▶ [READING TEXT]:
Nothing tests the limits of a new content management system like a real-world crisis, and that’s exactly what happened at Agriculture and Agri-Food Canada when Mad Cow disease hit during implementation of an executive correspondence initiative.
In June 2003 the agency had embarked on a mission
to better share and control all document-based information across the country, specifically executive correspondence such as ministerial inquiries and briefs. The goal was to see information requests became electronic, not paper-based, and to give senior officials the ability to handle, track and store correspondence from constituents and stakeholders. The project, which was completed around mid-2004, won a GTEC award last year. In a department of 6,000 users, there were a lot of disconnected information management systems that weren’t linked to each other, which meant no one could readily share information. The executive correspondence project began initial rollout, and right in the middle of implementation the Mad Cow crisis hit at the very point when sharing of information was critical.
“”Our correspondence went up 300 per cent overnight while implementing the new system,”” says Dan Larocque, who was the senior project manager at AgriDOC, Agriculture and Agri-Food Canada at the time of the project roll-out. (Laroque, who has since moved to Public Works and Government Services Canada, will promote enterprise executive correspondence for all departments as well as promoting the uptake of electronic document managment for the next three years.)
The agency had chosen Ottawa-based Hummingbird’s enterprise content management tools Hummingbird DM and Hummingbird Workflow and the system was built on top of the government’s electronic document and records management application. Agriculture and Agri-Food’s Executive Correspondence Management System (ECMS) works with AgriDOC, the agency’s implementation of the federal government’s Records, Document, and Information Management System (RDIMS). The main users of the ECMS, which is compatible with the agency’s database and e-mail systems and word-processing, spreadsheet and presentation softwarem are ministerial people.
The Mad Cow, or Bovine Spongiform Encephalopathy (BSE) incident, became “”one of the largest challenges”” in the project, says Jeff Lamirande, who served as CGI’s project manager on the implementation. “”It took all the risks and kind of heightened them considerably,”” he says. “”When BSE hit the volume of correspondence the system handles basically tripled within the span of a week. We were right in the middle of implementing and testing the application for production. Take the normal risks of a project and then you kind of turn them up two or three points of volume because all of a sudden there is a political crisis going on.””
As end users were dealing with the crisis, Lamirande says they quickly realized the value of correspondence management tools. “”They had to organize where the various pieces of correspondence were and who had what. With the new tools they could do a query and see where the status was right off the bat.””
Executive correspondence management is common in the government sector, says Cheryl McKinnon, industry manager, government sector for Hummingbird. “”Basically any time a citizen, taxpayer or business needs to request information from either their elected official or senior management within a particular agency or department there is a requirement to make sure that incoming correspondence is captured and tracked and put through an appropriate workflow, and that the response is generated by a subject matter expert with the authority to speak on that topic,”” says McKinnon.
Lamirande said the BSE crisis was “”the fastest possible way”” to work through any kinks and test the system under fire.
In the future, Larocque says other business solutions will be added, such as contract management, intellectual property management, and the public inquiry response system. “”It will be a centralized repository of all the corporate assets and it becomes more valuable over time,”” he says.

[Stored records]

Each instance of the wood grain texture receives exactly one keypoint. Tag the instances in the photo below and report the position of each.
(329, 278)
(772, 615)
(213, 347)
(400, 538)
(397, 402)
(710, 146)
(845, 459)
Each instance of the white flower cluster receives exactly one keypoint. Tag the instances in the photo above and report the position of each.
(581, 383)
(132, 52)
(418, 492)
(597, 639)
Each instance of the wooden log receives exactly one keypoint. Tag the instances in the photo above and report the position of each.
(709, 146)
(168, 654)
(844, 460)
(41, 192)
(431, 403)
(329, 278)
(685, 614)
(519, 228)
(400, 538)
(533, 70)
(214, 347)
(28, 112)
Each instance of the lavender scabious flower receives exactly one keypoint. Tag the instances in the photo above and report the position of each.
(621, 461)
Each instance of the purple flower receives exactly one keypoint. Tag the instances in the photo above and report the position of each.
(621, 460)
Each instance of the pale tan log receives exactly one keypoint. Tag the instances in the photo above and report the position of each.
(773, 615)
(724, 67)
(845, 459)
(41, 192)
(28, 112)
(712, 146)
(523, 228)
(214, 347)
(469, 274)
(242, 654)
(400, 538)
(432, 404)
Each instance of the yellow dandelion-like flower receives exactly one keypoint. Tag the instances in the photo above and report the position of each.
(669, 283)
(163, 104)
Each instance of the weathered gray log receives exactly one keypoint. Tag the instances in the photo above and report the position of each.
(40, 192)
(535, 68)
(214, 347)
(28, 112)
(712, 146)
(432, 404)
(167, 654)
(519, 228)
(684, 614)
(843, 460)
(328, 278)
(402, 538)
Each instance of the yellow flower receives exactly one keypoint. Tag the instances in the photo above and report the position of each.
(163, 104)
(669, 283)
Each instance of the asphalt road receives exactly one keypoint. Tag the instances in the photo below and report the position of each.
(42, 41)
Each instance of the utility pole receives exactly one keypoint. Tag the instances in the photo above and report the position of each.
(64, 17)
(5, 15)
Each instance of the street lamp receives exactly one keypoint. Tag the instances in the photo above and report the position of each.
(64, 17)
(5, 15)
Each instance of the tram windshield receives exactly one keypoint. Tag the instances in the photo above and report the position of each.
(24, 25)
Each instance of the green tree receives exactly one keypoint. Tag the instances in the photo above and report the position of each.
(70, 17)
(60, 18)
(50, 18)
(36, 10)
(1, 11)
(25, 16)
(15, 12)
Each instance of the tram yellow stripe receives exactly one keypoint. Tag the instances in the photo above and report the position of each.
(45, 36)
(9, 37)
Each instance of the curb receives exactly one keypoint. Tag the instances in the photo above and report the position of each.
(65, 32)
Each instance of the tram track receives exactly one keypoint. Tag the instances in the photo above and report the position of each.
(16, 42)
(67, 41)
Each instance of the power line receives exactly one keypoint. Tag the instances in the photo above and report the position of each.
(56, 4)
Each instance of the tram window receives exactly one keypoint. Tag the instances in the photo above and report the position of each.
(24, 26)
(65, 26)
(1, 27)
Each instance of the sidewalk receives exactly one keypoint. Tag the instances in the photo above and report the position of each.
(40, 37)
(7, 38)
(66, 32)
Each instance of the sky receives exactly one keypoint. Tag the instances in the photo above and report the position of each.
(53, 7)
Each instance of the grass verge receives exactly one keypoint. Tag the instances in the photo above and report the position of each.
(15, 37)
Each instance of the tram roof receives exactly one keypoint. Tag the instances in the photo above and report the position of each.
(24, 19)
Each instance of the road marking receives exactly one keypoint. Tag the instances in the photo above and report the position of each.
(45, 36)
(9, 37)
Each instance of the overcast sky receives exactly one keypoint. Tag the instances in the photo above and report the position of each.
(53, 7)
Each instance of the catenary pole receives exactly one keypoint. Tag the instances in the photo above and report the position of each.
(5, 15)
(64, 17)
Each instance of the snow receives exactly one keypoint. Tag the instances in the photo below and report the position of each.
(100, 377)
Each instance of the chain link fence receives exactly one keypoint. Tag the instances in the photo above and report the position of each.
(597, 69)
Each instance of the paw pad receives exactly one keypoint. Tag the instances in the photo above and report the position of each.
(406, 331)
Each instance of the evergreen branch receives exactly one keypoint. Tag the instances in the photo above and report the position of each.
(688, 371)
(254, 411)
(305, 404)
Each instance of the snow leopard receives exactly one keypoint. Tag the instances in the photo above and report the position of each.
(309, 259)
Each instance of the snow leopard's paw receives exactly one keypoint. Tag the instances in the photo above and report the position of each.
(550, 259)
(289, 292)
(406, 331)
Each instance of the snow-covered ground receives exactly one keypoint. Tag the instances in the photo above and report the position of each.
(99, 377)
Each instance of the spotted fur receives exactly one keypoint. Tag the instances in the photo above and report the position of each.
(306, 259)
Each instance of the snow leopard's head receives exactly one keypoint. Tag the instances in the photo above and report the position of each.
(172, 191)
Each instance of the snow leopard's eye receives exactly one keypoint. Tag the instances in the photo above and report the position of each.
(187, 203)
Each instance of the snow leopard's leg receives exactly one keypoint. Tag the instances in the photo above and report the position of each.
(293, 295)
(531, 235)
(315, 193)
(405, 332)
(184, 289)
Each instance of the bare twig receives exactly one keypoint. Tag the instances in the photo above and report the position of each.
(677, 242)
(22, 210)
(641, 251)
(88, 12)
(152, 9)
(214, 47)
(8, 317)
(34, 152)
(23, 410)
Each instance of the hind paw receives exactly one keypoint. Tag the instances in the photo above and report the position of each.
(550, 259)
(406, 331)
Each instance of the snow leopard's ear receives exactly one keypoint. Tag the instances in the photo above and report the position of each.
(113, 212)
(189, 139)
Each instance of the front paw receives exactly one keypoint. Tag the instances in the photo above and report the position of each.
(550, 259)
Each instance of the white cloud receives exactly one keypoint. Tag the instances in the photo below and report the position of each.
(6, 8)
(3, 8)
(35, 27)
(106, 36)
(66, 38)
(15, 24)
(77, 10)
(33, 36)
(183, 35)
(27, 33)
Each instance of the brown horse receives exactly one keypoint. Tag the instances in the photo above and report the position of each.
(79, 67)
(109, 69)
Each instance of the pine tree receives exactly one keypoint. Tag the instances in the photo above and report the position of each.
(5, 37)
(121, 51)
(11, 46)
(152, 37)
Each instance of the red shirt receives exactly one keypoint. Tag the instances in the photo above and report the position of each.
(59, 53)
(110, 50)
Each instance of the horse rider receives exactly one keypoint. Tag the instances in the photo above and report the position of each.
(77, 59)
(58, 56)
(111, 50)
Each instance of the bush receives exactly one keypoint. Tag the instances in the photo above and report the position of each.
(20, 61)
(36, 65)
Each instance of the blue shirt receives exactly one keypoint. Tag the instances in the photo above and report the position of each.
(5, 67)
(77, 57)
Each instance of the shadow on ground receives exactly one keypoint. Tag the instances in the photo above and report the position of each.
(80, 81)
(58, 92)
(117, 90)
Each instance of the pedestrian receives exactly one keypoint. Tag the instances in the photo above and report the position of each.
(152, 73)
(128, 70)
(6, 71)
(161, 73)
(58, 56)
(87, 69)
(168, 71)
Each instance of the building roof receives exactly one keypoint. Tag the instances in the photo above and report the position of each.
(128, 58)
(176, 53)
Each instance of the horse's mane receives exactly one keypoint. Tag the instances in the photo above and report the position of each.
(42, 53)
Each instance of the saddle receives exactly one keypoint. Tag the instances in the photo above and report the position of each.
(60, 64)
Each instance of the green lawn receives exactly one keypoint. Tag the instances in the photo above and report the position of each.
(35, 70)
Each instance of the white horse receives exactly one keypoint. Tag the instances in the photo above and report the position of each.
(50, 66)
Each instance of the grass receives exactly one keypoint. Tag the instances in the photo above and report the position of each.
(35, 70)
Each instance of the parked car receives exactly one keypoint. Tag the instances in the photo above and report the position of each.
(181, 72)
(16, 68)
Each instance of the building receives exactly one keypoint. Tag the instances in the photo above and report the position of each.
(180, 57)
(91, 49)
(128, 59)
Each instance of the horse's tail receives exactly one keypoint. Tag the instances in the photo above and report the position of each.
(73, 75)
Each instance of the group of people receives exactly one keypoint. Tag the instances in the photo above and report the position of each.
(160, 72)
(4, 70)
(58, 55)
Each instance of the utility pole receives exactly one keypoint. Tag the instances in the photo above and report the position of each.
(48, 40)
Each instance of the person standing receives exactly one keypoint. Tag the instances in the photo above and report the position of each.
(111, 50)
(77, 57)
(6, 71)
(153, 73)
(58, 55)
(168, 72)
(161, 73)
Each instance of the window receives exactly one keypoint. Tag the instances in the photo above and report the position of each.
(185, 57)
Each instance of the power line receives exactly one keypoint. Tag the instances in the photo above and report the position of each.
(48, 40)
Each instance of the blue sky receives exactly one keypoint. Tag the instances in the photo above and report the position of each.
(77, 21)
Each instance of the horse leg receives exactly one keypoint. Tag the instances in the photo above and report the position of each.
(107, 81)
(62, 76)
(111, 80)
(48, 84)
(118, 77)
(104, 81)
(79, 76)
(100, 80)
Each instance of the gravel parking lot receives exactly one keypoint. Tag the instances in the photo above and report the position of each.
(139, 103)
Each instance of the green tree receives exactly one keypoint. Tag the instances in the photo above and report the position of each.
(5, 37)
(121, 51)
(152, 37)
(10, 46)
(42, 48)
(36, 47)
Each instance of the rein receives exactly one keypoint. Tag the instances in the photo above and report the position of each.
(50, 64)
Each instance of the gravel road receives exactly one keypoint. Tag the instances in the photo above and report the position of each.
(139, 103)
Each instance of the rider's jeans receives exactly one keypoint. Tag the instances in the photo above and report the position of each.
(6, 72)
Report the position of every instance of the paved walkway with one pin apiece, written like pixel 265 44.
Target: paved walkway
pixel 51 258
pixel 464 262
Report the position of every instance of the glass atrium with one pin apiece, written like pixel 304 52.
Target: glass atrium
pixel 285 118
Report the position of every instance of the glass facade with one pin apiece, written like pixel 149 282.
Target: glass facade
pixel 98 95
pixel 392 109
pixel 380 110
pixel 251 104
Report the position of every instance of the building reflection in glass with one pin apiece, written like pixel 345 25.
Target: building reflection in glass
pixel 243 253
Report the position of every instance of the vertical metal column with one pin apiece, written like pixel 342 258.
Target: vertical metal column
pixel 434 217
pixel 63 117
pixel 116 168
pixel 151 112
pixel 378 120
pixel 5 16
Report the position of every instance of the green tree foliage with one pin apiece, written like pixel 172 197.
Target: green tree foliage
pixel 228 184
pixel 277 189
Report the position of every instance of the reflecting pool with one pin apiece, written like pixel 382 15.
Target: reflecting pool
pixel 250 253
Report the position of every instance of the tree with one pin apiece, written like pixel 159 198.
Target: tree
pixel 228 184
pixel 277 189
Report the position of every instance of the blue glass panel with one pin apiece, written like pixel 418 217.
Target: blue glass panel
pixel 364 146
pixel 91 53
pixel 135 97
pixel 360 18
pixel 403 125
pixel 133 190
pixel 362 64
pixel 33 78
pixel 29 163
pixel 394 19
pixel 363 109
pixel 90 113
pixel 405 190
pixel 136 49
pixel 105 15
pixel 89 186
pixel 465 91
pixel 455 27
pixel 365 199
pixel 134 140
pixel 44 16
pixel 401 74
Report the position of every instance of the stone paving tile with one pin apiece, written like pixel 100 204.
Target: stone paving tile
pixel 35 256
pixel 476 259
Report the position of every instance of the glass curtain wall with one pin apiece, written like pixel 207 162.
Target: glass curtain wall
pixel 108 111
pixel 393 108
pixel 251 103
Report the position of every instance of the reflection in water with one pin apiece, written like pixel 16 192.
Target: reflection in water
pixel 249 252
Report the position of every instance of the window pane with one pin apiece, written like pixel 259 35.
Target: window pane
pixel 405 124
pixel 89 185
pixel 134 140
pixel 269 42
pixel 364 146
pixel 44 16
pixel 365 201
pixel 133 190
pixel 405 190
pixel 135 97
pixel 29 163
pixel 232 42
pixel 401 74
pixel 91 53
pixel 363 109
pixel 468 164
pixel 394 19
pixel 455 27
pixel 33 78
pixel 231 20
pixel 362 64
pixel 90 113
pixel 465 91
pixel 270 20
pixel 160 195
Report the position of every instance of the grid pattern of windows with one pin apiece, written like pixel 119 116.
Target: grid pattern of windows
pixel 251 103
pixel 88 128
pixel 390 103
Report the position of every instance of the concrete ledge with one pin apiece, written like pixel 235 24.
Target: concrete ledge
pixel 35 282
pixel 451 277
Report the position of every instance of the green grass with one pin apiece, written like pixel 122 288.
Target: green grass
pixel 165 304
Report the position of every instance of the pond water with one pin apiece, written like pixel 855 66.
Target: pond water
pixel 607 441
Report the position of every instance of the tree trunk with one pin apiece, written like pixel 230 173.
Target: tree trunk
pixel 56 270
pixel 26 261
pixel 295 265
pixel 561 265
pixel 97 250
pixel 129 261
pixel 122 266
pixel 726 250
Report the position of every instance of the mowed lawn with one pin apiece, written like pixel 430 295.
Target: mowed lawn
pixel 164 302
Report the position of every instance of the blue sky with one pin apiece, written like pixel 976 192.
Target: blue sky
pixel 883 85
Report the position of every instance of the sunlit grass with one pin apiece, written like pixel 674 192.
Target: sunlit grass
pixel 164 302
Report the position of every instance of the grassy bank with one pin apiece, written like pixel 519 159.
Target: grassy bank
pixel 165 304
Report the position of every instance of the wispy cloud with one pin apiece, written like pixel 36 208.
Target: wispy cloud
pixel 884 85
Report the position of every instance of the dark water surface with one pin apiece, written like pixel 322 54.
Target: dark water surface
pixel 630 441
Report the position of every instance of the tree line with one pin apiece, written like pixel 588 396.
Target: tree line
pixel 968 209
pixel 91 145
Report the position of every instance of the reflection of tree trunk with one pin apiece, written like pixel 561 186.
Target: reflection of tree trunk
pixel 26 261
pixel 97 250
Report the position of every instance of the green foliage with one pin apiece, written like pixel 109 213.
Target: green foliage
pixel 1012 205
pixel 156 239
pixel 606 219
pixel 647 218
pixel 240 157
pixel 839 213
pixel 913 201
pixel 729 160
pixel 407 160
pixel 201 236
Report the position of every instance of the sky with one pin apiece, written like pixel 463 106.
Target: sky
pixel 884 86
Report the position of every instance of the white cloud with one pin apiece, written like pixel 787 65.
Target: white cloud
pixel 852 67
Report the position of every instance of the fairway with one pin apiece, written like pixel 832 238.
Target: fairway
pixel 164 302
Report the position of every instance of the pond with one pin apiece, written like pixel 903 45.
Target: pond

▶ [YOUR GOAL]:
Answer these about the article on the correspondence system, one per line:
1. In what month and year did the agency start its mission to better share and control document-based information?
2. By what percentage did correspondence go up overnight, according to Dan Larocque?
3. Which two Hummingbird tools did the agency choose?
The rows stand apart from the article on the correspondence system.

▶ [YOUR RESPONSE]:
1. June 2003
2. 300 per cent
3. Hummingbird DM and Hummingbird Workflow